**What is required:** Please output every line of the entries below as a Markdown table with two columns, No. and Line. Number the rows and leave out any blank lines.

**The records:**
%%
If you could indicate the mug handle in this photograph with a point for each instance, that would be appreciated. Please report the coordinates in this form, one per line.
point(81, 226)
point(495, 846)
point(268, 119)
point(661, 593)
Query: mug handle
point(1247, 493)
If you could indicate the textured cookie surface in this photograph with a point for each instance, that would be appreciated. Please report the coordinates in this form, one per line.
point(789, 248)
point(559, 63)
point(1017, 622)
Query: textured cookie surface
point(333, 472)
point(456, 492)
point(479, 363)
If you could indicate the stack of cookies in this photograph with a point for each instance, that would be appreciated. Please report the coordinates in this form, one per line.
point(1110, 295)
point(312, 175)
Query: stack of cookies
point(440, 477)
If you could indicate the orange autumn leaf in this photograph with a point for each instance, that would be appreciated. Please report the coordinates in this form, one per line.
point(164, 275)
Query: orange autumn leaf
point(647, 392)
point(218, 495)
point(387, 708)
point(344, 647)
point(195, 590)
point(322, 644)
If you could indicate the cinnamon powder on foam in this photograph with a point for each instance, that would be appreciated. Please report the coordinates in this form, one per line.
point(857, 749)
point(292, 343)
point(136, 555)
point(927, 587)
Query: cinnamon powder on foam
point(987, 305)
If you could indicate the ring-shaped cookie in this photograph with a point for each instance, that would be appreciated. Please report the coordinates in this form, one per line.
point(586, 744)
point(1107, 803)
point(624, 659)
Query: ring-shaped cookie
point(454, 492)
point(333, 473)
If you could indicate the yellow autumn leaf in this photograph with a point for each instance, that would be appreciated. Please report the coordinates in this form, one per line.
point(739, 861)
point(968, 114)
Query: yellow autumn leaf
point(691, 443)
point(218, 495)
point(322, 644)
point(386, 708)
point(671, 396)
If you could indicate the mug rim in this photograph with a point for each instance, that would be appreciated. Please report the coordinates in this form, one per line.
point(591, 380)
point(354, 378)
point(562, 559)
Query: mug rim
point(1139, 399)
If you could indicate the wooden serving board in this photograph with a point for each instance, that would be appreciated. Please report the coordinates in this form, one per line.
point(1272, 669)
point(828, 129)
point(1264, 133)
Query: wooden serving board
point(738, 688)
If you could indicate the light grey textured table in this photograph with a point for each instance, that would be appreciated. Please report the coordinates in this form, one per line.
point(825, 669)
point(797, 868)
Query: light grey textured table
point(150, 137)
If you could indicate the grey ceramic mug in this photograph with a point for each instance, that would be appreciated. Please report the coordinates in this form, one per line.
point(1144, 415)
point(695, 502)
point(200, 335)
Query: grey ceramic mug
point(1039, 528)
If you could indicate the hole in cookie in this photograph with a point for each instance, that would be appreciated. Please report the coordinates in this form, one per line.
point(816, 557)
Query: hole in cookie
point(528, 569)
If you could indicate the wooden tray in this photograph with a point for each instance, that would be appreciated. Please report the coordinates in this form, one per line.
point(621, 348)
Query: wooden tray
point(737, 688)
%%
**Result of this task:**
| No. | Line |
|---|---|
| 1 | If you could indicate the mug handle in this photograph with a point for each instance, that would be appreciated. Please report the coordinates in this form, one per line. |
| 2 | point(81, 226) |
| 3 | point(495, 846) |
| 4 | point(268, 119) |
| 5 | point(661, 593) |
| 6 | Query: mug handle |
| 7 | point(1247, 493) |
| 8 | If you could indicate the textured cookie surface in this photograph with a point for each instance, that would be appreciated. Please report the coordinates in this form, one per line. |
| 9 | point(789, 248) |
| 10 | point(559, 63) |
| 11 | point(1017, 622) |
| 12 | Query: textured cookie surface |
| 13 | point(333, 472) |
| 14 | point(456, 492) |
| 15 | point(479, 363) |
| 16 | If you could indicate the stack of cookies in this photograph with a point for each instance, that would be appreciated. Please report the coordinates in this form, one per line. |
| 17 | point(1110, 295) |
| 18 | point(312, 175) |
| 19 | Query: stack of cookies |
| 20 | point(440, 477) |
| 21 | If you could indicate the orange autumn leaf in this photograph with a point for each instance, that would be appreciated. Please report the coordinates in this form, one per line. |
| 22 | point(164, 275) |
| 23 | Query: orange autumn leaf |
| 24 | point(647, 392) |
| 25 | point(218, 495) |
| 26 | point(387, 708) |
| 27 | point(344, 647) |
| 28 | point(195, 590) |
| 29 | point(322, 644) |
| 30 | If you could indicate the cinnamon powder on foam in this photograph with a point for each instance, that would be appreciated. Please report the coordinates in this form, one per line. |
| 31 | point(857, 749) |
| 32 | point(292, 343) |
| 33 | point(136, 555) |
| 34 | point(927, 587) |
| 35 | Query: cinnamon powder on foam |
| 36 | point(987, 305) |
| 37 | If you could indicate the ring-shaped cookie in this photograph with a point for each instance, that would be appreciated. Please report the coordinates in this form, one per line. |
| 38 | point(586, 744) |
| 39 | point(1107, 803) |
| 40 | point(624, 659) |
| 41 | Query: ring-shaped cookie |
| 42 | point(454, 492) |
| 43 | point(333, 473) |
| 44 | If you could indicate the yellow autumn leaf in this photograph with a point for each instance, that would be appreciated. Please report the coordinates in this form, one per line. |
| 45 | point(739, 861) |
| 46 | point(968, 114) |
| 47 | Query: yellow autumn leaf |
| 48 | point(691, 443) |
| 49 | point(218, 495) |
| 50 | point(322, 644) |
| 51 | point(386, 708) |
| 52 | point(671, 396) |
| 53 | If you could indicate the mug rim in this photograph with a point for each instance, that would be appreciated. Please report the coordinates in this form, one per line. |
| 54 | point(591, 380) |
| 55 | point(354, 378) |
| 56 | point(562, 559) |
| 57 | Query: mug rim |
| 58 | point(1139, 399) |
| 59 | If you could indicate the wooden serving board in this photograph with a point for each instance, that would be appreciated. Please report the coordinates in this form, one per line. |
| 60 | point(1272, 669) |
| 61 | point(828, 129) |
| 62 | point(1264, 133) |
| 63 | Query: wooden serving board |
| 64 | point(738, 688) |
| 65 | If you could indicate the light grey textured table in this photograph with a point for each instance, that would be appreciated. Please report the coordinates in this form, one per line. |
| 66 | point(825, 669) |
| 67 | point(797, 868) |
| 68 | Query: light grey textured table |
| 69 | point(150, 137) |
| 70 | If you could indicate the grey ceramic mug in this photograph with a point for each instance, that would be appreciated. Please report the coordinates in this form, one per line. |
| 71 | point(1144, 415) |
| 72 | point(695, 502) |
| 73 | point(200, 335) |
| 74 | Query: grey ceramic mug |
| 75 | point(1039, 528) |
| 76 | If you could indicate the hole in cookie in this photograph with a point for each instance, that would be appreciated. Please report the coordinates in this form, one per line. |
| 77 | point(816, 557) |
| 78 | Query: hole in cookie |
| 79 | point(528, 569) |
| 80 | If you could indicate the wooden tray in this photograph with a point for each instance, that would be appreciated. Please report the coordinates in this form, one per line. |
| 81 | point(621, 348) |
| 82 | Query: wooden tray |
| 83 | point(737, 688) |